» **Given task**: Copy out every line below word for word, leaving the pictures out of your answer.
* START Dataset *
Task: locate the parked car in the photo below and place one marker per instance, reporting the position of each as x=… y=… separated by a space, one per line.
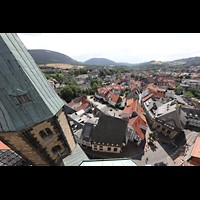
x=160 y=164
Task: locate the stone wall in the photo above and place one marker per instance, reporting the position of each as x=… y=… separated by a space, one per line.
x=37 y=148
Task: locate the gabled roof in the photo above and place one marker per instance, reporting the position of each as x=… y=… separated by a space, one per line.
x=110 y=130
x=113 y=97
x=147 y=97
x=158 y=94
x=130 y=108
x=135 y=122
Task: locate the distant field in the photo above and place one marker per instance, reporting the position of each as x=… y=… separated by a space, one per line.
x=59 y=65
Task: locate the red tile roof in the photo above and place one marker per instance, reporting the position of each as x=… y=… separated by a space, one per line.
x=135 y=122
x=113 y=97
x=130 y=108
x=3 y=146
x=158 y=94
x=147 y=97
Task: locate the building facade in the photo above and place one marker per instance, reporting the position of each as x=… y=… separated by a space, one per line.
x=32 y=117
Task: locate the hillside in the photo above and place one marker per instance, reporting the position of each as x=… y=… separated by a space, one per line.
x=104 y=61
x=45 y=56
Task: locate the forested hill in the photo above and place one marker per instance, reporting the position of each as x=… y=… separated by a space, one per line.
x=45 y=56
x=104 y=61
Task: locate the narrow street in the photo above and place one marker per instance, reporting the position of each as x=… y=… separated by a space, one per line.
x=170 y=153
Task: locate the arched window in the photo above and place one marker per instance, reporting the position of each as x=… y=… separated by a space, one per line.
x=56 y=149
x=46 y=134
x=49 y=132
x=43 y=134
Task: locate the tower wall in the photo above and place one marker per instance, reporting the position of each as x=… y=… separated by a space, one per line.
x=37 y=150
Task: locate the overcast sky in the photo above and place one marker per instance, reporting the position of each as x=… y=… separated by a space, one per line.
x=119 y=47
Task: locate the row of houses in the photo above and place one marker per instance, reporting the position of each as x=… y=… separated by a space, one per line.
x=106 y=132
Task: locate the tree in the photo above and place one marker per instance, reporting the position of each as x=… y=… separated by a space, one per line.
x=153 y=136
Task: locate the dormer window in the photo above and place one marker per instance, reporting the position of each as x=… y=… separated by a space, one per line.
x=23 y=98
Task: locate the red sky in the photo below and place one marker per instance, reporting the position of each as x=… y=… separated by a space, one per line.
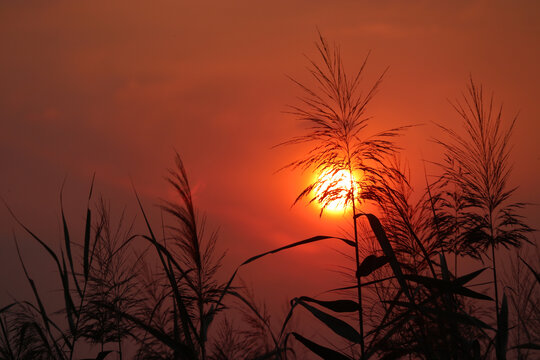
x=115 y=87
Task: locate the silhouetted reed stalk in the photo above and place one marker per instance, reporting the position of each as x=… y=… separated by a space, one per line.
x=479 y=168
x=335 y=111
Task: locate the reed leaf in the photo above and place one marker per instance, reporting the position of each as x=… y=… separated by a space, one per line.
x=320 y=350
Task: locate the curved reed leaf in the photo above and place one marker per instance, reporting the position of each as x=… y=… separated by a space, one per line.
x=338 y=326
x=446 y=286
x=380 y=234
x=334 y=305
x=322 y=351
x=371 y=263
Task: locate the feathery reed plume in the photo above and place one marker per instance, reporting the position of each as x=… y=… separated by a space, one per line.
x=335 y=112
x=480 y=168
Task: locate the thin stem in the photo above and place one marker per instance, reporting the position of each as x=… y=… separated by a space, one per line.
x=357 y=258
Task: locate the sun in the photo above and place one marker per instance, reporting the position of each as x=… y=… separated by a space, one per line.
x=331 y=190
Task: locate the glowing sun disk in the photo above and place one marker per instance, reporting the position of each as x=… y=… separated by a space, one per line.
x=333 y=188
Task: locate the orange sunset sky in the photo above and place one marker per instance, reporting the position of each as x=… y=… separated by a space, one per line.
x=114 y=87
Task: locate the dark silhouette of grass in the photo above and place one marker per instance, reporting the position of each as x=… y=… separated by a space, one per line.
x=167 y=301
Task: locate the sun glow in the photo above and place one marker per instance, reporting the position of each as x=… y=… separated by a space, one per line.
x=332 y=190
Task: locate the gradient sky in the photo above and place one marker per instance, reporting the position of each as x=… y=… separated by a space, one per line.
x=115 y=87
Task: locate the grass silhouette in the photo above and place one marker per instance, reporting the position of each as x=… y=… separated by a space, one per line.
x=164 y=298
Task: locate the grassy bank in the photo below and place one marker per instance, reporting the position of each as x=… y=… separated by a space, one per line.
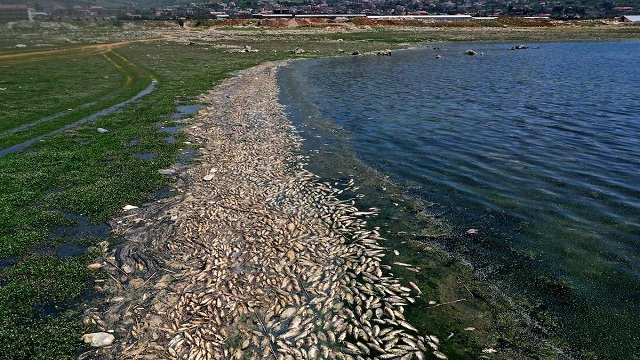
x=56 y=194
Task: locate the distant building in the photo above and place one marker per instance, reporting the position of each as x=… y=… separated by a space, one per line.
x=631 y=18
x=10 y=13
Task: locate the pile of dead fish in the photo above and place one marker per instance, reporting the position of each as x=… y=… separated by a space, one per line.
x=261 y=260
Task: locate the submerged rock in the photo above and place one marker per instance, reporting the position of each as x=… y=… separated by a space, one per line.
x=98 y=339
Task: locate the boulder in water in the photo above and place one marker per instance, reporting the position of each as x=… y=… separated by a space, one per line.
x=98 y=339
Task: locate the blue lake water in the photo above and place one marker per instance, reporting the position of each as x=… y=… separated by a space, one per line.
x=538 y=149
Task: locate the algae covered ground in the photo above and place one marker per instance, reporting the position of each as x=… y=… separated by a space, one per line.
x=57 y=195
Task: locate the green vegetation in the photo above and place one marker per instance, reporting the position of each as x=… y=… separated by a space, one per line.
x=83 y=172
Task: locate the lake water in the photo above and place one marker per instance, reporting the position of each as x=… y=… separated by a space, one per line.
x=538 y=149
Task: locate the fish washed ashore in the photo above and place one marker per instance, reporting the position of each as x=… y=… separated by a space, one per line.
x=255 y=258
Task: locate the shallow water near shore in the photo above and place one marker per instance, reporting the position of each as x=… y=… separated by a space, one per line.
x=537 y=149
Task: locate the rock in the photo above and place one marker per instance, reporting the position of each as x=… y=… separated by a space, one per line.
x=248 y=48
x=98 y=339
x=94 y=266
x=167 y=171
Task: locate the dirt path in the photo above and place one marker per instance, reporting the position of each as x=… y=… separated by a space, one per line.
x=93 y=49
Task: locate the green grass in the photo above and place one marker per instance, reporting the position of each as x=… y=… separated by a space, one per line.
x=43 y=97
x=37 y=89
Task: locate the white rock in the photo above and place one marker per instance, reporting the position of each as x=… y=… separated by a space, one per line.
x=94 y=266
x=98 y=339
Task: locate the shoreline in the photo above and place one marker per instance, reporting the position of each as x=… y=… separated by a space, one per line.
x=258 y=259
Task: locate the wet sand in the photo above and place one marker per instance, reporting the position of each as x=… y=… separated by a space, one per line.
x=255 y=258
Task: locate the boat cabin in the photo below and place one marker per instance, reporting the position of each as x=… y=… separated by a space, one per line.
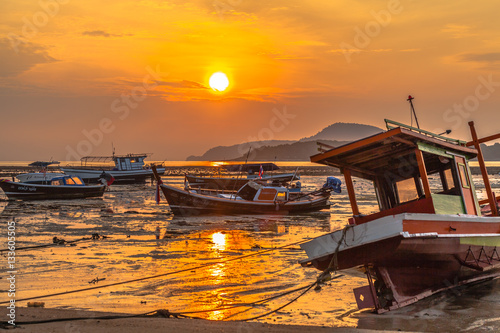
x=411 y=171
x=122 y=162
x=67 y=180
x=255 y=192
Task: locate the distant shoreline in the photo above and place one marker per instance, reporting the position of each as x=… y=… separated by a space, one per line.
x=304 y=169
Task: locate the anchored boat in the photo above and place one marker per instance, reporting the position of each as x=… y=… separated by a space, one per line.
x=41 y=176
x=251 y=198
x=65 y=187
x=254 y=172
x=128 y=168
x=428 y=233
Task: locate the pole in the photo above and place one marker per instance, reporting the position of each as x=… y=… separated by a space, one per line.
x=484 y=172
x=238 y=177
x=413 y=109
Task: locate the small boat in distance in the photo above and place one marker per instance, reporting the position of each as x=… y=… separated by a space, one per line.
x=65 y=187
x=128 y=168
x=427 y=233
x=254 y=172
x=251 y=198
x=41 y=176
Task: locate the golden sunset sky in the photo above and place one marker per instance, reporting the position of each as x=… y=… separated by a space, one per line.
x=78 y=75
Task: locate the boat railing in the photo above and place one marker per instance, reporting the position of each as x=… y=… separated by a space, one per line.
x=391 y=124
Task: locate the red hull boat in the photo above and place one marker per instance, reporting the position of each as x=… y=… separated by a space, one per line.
* END Dataset *
» **Written solution**:
Task: locate the parked car in the photo below and place one marker per instance, reporting the position of each as x=… y=… separated by a space, one per line.
x=160 y=164
Task: locate the stone wall in the photo above and place one marker per instance, reporting the position of each as x=… y=… separated by a space, one per line.
x=37 y=148
Task: locate the gabled roof in the photo above and place one marker per instance, reporting the position of each as x=… y=… separated by a space, one per line.
x=110 y=130
x=113 y=97
x=147 y=97
x=158 y=94
x=130 y=108
x=135 y=122
Task: locate the distant field in the photo above and place one marker per instance, reporting the position of each as x=… y=… separated by a space, one per line.
x=59 y=65
Task: locate the red tile roof in the photo above and place one marker per instance, reporting the position of each as x=… y=… separated by a space, one per line.
x=135 y=122
x=113 y=97
x=130 y=108
x=3 y=146
x=158 y=94
x=147 y=97
Task: locate the building facade in the photo above and place one marker per instance, reporting the position of each as x=… y=… separated by a space, one per line.
x=32 y=117
Task: locate the hillside in the photo above and place one marker per instance, reporting the position of each as x=… y=… separated by a space, one per line.
x=104 y=61
x=45 y=56
Task: locate the forested hill in the photo above and place one marker per instance, reporting the position of each as x=… y=… separated by a space, one per line.
x=45 y=56
x=104 y=61
Task: locate the narrow street in the photo above and place one marker per instance, reporting the position of each as x=… y=… separated by a space, one per line.
x=170 y=153
Task: locate the arched window in the photo above and place one marker per instance, reporting the position of each as x=… y=… separated by a space, one per line.
x=56 y=149
x=46 y=134
x=49 y=132
x=43 y=134
Task: locate the tower wall in the photo above and place one marker per instance, reporting the position of each as x=… y=… separated by a space, one per line.
x=37 y=150
Task: locate the overcast sky in the photo above and place one marker per instance, reporting the position of each as x=… y=… separated by a space, one per line.
x=119 y=47
Task: locate the row of houses in the photo above and place one marker per instance, reporting the position of each as x=… y=… separated by a space, one per line.
x=106 y=132
Task: locate the tree in the photo above and place one marker per instance, reporting the position of each as x=… y=… separated by a space, one per line.
x=153 y=136
Task: locate the dormer window in the photo above and place one marker per instance, reporting the position of each as x=… y=… separated by a space, one per line.
x=23 y=98
Task: locate the red sky in the photo below and place one marker per instance, reporting the position of each as x=… y=… separated by a space, one per line.
x=115 y=87
Task: locate the silhouetted reed stalk in the photo above and place one marker per instance, reporting the position of each as x=… y=… separated by a space, one per line.
x=479 y=168
x=335 y=111
Task: locate the reed leaf in the photo above and place one marker per instance, reporting the position of each as x=… y=… separated by a space, one per line.
x=320 y=350
Task: locate the curved reed leaf in the photo above and place one marker per instance, reporting the position of each as x=… y=… separated by a space, one per line.
x=338 y=326
x=446 y=286
x=380 y=234
x=334 y=305
x=322 y=351
x=371 y=263
Task: locate the feathery reed plume in the photo above and place one marker per instance, reporting the position of each as x=… y=… separated by a space, one per line.
x=335 y=112
x=480 y=168
Task: locate the thin stem in the photo above and place one marker per instance, reporting the position of each as x=… y=… separated by a space, one per line.
x=357 y=258
Task: locate the sun in the photo above and place one marker per instance, reporting the position of each as x=… y=… separated by a space, one per line.
x=331 y=190
Task: locate the glowing sun disk in the photo above and place one marker per instance, reporting the position of each as x=… y=… separated by a space, one per line.
x=333 y=188
Task: locate the orange sunset sky in the photo above and place one marker per instance, reporting the position of each as x=… y=… separated by a space, one per line.
x=114 y=87
Task: locate the dark silhouette of grass in the photo above and place one marker per instance, reporting the position of each as x=… y=… separated by a space, one per line.
x=167 y=301
Task: locate the sun glow in the photo above and place one marker per instance, reporting the position of each as x=… y=… separated by a space, one per line.
x=332 y=190
Task: locate the gradient sky in the photo above and place one marker per instance, reporting the position of each as x=… y=… separated by a space, one per line.
x=115 y=87
Task: locate the grass silhouette in the photo above and place one marker per instance, reporting the position of each as x=… y=… separated by a space, one per line.
x=164 y=298
Task: locate the grassy bank in the photo below and place one marker per instance, reporting the position of each as x=… y=… separated by a space, one per line.
x=56 y=194
Task: locate the distant building in the photo above and place one marker per instance, reporting the position of each as x=… y=… separated by a space, one per line.
x=631 y=18
x=10 y=13
Task: locate the pile of dead fish in the photo above and place one marker per instance, reporting the position of each as x=… y=… separated by a space, one per line.
x=261 y=260
Task: locate the submerged rock in the photo above and place one marker per instance, reporting the position of each as x=… y=… separated by a space, one per line.
x=98 y=339
Task: locate the boulder in water in the photo above and place one marker per instance, reporting the position of each as x=… y=… separated by a space, one per line.
x=98 y=339
Task: locate the blue lake water in the photo above and place one marker per instance, reporting the position of each as x=… y=… separated by a space, one per line.
x=538 y=149
Task: locate the algae covered ground in the photo above and place one marker per instance, reporting the position of each as x=… y=… separated by a space, one per line.
x=57 y=195
Task: locate the green vegetation in the photo above and place one marker per instance, reporting the position of each as x=… y=… separated by a space, one per line.
x=83 y=172
Task: locate the lake water in the photo above and place one marker per instance, reporting the position of each as x=… y=… separated by a space, one per line.
x=538 y=149
Task: locate the fish washed ashore in the photo above and place one marker per instance, reporting the position of each as x=… y=… separated by a space, one per line.
x=255 y=258
Task: locate the shallow water near shore in the photo above and place one marker per instance, reporting the position of each as x=… y=… separated by a space, one per line.
x=537 y=149
Task: locate the rock in the photo above and place one marker per instance, reporting the position of each as x=… y=… separated by a space, one per line.
x=248 y=48
x=98 y=339
x=94 y=266
x=167 y=171
Task: locate the dirt path in the photo above and place one marker per instance, reporting the position of each as x=… y=… separated by a space, one per line.
x=93 y=49
Task: locate the green grass in the photo above and place one marker per instance, reporting the position of each as x=… y=… separated by a space, one per line.
x=43 y=97
x=37 y=89
Task: locate the white rock in the photo above and place one marker per instance, reporting the position of each as x=… y=… separated by a space, one per line.
x=94 y=266
x=98 y=339
Task: locate the shoreline in the photo above and place one marker per instance, reporting the position of each as x=… y=… separated by a space, one per line.
x=258 y=259
Task: locate the wet sand in the photo above and place one marker per instance, reporting the position of each as x=… y=… separated by a space, one per line.
x=255 y=258
Task: locate the boat cabin in the photo below and place one marker per instance, reporting the position of each as x=… y=… separated by a space, one per line.
x=411 y=171
x=122 y=162
x=67 y=180
x=255 y=192
Task: locate the distant shoreline in the photo above and place one marker per instance, reporting the position of each as x=… y=… separated by a space, one per line.
x=304 y=169
Task: locate the anchored boat in the photo above and place one marker per instance, reporting the position of each as x=… y=… separated by a space, one per line.
x=41 y=176
x=251 y=198
x=65 y=187
x=254 y=172
x=128 y=168
x=428 y=233
Task: locate the pole in the photo above and place one marker per instance, reporting the position of each as x=… y=… separated by a space, one per line.
x=484 y=172
x=238 y=177
x=413 y=109
Task: locate the small boat in distance in the photo above and place one marker per instance, reporting the position of each as x=… y=… separated by a space, one per line.
x=65 y=187
x=128 y=168
x=427 y=233
x=254 y=172
x=251 y=198
x=41 y=176
Task: locate the golden sunset sky in the photo above and place one marker per instance, reporting the position of each as x=… y=… separated by a space, one per line.
x=78 y=75
Task: locate the boat railing in the photo above and place one marker per instance, reporting the position of each as x=… y=… separated by a space, one per line.
x=391 y=124
Task: locate the red hull boat in the photo above and place one marker per instance, reporting the position of each as x=… y=… separated by a space, one per line.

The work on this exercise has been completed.